Challenge ▸ Return all of the entries below word for word, with every line kept as it is.

Data provided ▸
|---|
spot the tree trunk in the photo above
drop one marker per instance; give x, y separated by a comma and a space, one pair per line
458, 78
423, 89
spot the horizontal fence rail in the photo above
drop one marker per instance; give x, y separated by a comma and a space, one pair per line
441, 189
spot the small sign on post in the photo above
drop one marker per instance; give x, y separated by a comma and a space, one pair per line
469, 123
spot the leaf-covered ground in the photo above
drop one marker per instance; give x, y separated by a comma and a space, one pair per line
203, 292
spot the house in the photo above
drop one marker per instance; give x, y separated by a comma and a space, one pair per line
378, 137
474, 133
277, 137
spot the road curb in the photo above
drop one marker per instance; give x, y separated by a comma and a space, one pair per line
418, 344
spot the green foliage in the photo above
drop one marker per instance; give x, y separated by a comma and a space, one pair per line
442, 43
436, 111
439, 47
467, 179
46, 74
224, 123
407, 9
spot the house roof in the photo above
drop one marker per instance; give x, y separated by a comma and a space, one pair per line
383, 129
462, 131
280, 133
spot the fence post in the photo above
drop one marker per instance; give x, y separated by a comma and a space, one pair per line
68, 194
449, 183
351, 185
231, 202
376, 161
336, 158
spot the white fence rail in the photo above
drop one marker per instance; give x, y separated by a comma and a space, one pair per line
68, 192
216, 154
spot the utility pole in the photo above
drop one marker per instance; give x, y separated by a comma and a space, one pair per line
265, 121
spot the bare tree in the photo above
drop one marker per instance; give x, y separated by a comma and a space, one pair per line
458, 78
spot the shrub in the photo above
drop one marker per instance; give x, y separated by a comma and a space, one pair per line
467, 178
|---|
Solution to this exercise ▸
spot the tree trunk in the photo above
drop one marker per instance; give x, y separated by a comma and a space, one pair per line
458, 78
423, 89
spot the horizontal fence rail in the photo above
drop one marker per instance; give x, y separated by a comma and a space, one pair per line
441, 189
spot the small sign on post in the photo above
drop one marker per instance; give x, y separated by a comma and a space, one pair per line
469, 123
spot the leaf-covered ground in the photo above
drop one marker per instance; give x, y separated by a comma and a space, one pair per line
203, 292
spot the house in the photo above
drop one marker per instance; give x, y separated by a comma and a space, one pair per line
378, 137
474, 133
277, 137
spot the road curb in the photo above
drop one marker per instance; give x, y separated by a comma and a space, one pair per line
418, 344
spot the green foliage in the photo above
drop one marker per instance; give x, y separated by a comma and a space, one pair per line
442, 43
436, 111
439, 47
467, 179
46, 74
224, 123
407, 9
spot the house roof in the photo above
drop one marker per instance; give x, y separated by a comma and a space, one pair per line
383, 129
462, 131
280, 133
spot the fence post in the photo above
drop one marker per instance; give x, y separated by a comma and a space, one pair per line
68, 194
449, 183
351, 185
231, 202
376, 161
336, 158
spot the white fence rail in the photo above
drop one marker per instance; give x, y separated by a comma and a space, one pair per line
68, 192
216, 154
spot the utility pole in the photo above
drop one marker per instance; give x, y separated by a comma and a space, one pair per line
265, 121
spot the bare tree in the photo above
drop one marker per instance; give x, y separated by a comma and a space, one pair per line
458, 78
spot the shrub in the photo above
drop one marker per instance; give x, y separated by a comma and a space, one pair per line
467, 178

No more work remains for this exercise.